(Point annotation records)

╭──

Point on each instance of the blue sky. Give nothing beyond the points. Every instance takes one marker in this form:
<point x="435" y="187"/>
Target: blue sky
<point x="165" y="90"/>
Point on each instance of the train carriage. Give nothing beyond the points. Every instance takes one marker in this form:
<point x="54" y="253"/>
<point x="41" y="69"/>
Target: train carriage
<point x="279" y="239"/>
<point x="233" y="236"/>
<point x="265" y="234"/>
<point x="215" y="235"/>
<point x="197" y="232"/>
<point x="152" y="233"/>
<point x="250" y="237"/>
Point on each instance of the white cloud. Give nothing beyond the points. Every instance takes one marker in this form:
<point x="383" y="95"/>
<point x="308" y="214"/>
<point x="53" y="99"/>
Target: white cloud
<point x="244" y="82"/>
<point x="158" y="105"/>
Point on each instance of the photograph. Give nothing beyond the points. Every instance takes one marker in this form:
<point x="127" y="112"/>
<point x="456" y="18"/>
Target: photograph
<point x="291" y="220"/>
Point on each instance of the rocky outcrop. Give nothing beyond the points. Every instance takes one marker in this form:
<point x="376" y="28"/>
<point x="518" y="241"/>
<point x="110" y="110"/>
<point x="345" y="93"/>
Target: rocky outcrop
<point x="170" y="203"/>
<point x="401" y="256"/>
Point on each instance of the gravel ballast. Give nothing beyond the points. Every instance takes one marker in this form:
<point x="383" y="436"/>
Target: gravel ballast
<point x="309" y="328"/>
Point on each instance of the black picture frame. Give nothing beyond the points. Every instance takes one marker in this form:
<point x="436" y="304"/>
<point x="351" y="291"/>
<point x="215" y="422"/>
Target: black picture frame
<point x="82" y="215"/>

╰──
╭──

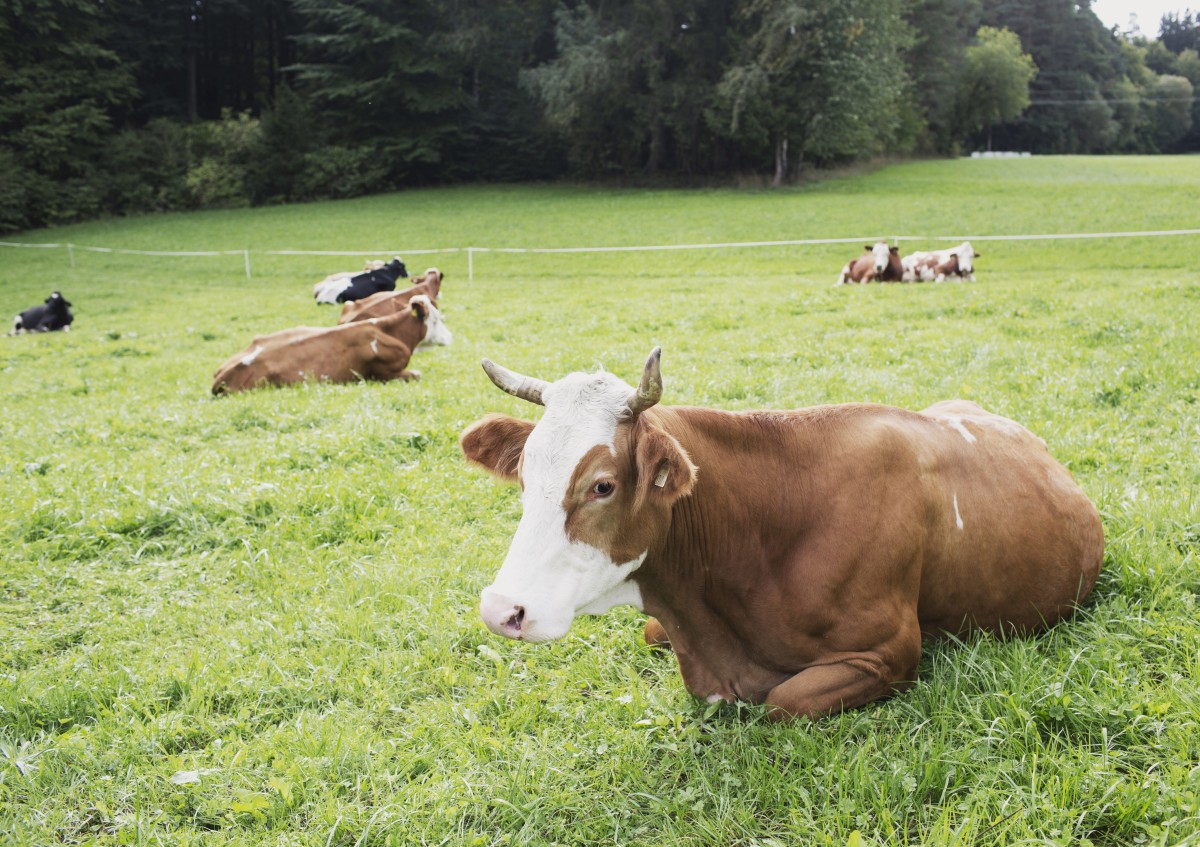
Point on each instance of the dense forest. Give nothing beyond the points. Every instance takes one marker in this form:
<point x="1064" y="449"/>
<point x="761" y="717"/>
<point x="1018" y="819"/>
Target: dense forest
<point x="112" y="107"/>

╰──

JOB: Report how many lines in the rows above contain the string "outcrop", with case counting, and give only that number.

SOLUTION TO THE EXERCISE: 2